Given instruction | Find every line in the items below that contains the string "JSON" and copy each one in full. Matching is case-sensitive.

Extracted information |
╔══
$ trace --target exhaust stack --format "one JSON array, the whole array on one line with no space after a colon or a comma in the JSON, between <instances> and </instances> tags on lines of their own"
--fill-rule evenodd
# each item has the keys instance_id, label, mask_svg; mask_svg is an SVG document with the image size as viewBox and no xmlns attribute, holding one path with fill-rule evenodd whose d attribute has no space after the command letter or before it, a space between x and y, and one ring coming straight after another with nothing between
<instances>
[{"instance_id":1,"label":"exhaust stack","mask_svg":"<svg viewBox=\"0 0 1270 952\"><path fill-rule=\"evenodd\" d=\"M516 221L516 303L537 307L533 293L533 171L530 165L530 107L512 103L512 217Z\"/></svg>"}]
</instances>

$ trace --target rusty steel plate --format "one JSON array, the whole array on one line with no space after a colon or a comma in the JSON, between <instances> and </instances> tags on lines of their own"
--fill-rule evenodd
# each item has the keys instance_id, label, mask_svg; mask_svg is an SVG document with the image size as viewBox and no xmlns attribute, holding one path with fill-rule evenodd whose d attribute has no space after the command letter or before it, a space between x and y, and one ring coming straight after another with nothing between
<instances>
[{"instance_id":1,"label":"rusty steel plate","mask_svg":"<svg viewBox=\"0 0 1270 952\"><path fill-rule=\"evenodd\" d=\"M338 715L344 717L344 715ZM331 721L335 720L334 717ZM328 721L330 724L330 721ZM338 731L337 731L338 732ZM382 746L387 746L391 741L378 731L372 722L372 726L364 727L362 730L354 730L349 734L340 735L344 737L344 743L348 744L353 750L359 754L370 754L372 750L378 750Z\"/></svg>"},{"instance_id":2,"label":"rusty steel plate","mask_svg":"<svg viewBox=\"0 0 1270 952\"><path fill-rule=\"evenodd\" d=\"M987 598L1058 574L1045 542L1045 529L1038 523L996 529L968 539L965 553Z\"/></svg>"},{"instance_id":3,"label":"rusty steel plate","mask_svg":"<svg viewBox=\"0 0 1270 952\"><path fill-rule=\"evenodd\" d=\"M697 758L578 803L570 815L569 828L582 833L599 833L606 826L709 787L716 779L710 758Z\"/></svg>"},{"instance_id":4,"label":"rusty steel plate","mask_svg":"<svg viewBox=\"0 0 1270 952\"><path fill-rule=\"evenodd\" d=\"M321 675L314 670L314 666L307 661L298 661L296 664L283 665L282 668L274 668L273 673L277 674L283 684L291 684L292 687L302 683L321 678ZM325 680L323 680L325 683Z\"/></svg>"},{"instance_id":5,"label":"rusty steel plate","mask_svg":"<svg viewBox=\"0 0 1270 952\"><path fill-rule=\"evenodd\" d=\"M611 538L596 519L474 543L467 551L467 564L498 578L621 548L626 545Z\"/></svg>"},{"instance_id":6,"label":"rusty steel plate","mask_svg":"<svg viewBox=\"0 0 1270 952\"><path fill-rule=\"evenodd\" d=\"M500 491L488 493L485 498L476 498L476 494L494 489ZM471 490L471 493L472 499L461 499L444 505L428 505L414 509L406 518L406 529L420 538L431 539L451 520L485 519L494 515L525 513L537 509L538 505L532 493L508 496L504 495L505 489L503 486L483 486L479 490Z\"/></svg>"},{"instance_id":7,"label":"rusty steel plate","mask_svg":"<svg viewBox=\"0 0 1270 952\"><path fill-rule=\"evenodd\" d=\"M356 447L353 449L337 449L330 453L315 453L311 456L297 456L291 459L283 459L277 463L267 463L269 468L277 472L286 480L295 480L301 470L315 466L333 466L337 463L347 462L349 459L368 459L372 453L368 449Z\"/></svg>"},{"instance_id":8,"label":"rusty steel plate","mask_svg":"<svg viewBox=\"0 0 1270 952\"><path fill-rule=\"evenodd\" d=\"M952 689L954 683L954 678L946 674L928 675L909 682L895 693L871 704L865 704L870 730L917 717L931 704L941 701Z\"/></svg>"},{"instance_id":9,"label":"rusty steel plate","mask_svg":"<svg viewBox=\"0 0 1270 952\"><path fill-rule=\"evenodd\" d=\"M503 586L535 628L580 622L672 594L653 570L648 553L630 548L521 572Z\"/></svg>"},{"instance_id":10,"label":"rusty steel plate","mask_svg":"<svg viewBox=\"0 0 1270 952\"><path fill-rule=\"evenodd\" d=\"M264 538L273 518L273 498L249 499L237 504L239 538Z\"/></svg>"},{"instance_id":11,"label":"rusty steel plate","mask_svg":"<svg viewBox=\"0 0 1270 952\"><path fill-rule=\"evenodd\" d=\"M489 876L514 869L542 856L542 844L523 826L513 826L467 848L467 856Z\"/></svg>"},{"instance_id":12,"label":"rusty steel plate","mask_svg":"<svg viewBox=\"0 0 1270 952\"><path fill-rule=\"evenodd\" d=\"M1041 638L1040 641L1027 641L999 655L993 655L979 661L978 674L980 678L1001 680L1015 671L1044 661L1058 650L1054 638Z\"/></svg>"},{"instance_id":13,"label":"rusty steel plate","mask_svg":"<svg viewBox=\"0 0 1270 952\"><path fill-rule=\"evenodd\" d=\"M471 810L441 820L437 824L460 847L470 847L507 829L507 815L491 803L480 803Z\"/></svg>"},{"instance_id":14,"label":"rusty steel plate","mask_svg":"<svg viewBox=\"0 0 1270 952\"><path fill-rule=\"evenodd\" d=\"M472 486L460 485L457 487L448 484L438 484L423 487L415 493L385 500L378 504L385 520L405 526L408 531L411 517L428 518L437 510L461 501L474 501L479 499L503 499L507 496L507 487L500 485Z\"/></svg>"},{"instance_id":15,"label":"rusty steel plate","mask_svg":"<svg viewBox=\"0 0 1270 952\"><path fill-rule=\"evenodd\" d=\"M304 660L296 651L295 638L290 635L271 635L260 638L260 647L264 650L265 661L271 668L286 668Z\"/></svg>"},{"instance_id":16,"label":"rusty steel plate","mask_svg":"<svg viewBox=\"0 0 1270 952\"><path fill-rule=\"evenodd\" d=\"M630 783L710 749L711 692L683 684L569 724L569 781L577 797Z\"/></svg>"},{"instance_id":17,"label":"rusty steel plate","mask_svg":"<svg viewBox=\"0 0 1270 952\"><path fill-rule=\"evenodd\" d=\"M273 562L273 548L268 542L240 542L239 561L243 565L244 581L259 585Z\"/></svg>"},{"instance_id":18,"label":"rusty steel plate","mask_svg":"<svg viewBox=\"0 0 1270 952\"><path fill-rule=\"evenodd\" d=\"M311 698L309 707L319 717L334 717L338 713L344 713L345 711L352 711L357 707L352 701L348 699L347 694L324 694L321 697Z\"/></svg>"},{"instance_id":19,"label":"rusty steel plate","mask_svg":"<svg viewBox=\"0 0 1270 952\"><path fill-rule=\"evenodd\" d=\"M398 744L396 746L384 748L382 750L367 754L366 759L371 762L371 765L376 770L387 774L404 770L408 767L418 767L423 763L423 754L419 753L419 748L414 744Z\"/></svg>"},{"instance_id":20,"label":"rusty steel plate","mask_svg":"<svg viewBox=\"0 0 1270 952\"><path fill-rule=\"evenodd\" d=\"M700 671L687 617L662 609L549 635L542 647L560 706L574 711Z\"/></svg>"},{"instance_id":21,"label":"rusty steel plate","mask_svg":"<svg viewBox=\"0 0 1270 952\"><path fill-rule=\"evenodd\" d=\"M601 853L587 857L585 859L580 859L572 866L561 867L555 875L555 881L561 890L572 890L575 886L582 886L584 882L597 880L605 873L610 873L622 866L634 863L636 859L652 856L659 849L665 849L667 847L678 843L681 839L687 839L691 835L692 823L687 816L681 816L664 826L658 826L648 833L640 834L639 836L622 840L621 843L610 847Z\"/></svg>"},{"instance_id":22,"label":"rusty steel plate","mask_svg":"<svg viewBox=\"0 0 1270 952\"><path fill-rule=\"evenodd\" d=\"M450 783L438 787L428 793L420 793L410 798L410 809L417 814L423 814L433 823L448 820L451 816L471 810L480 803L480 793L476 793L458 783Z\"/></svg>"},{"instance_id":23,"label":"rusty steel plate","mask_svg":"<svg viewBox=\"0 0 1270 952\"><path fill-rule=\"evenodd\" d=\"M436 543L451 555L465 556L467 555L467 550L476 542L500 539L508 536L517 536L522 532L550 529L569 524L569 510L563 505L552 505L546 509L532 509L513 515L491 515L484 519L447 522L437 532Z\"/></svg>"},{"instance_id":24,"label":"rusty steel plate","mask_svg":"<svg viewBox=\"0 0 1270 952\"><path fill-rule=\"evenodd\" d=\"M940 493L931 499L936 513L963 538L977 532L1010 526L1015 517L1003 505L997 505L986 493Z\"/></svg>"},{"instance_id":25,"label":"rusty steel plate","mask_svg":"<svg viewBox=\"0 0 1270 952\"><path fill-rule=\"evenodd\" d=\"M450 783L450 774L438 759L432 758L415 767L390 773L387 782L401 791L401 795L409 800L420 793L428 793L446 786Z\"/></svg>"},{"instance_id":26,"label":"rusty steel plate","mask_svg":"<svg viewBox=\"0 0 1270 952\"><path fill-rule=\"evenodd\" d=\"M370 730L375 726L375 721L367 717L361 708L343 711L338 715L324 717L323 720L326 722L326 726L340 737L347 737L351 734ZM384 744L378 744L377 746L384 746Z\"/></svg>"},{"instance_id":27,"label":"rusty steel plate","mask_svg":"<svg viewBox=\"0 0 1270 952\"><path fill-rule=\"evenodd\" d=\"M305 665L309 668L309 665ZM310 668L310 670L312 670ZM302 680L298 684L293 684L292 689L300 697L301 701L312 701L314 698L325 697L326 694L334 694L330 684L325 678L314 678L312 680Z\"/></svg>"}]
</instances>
╚══
Right answer |
$ trace --target exhaust stack --format "one JSON array, the whole array on one line with no space after a colon or a comma in the JSON, between <instances> and </instances> tags on lines of their own"
$ trace --target rusty steel plate --format "one JSON array, the whole array on one line with no space after a colon or a comma in the JSON, between <instances> and </instances> tags on lines of their own"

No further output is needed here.